Reading passage =

C# BitConverter problems

Question

Normaly if you want for example represent 5 in byte array it will be smth like {0x00,0x00,0x00,0x05} but BitConverter gives me reversed array({0x05,0x00,0x00,0x00}) Why it is so and where I'm wrong?

Answer 1

Odds are that you are on a little-endian architecture (which is the case for the common x86 and x86-64 architectures). You can verify this with the BitConverter.IsLittleEndian property. On such an architecture, the least significant byte comes first, which explains why

BitConverter.GetBytes(5)

produces

{ 0x05, 0x00, 0x00, 0x00 }

You could of course reverse the array if required based on the system/target endianness. You can find such an EndianBitConverter listed here.

Answer 2

I wrote the following wrapper classes to handle the case of the BitConverter expecting Little Endien.

    public static Int16 ToInt16(byte[] data, int offset)
    {
        if (BitConverter.IsLittleEndian)
        {
            return BitConverter.ToInt16(BitConverter.IsLittleEndian ? data.Skip(offset).Take(2).Reverse().ToArray() : data, 0);
        }
        return BitConverter.ToInt16(data, offset);
    }

    public static Int32 ToInt32(byte[] data, int offset)
    {
        if (BitConverter.IsLittleEndian)
        {
            return BitConverter.ToInt32(BitConverter.IsLittleEndian ? data.Skip(offset).Take(4).Reverse().ToArray() : data, 0);
        }
        return BitConverter.ToInt32(data, offset);
    }

    public static Int64 ToInt64(byte[] data, int offset)
    {
        if (BitConverter.IsLittleEndian)
        {
            return BitConverter.ToInt64(BitConverter.IsLittleEndian ? data.Skip(offset).Take(8).Reverse().ToArray() : data, 0);
        }
        return BitConverter.ToInt64(data, offset);
    }

Information shown =
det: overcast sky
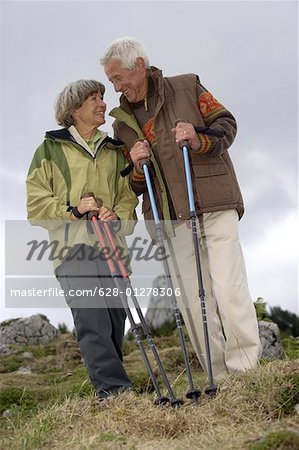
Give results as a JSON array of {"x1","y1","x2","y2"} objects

Exercise = Which property does the first answer in the BitConverter thread suggest for checking whether the architecture is little-endian?

Exercise answer = BitConverter.IsLittleEndian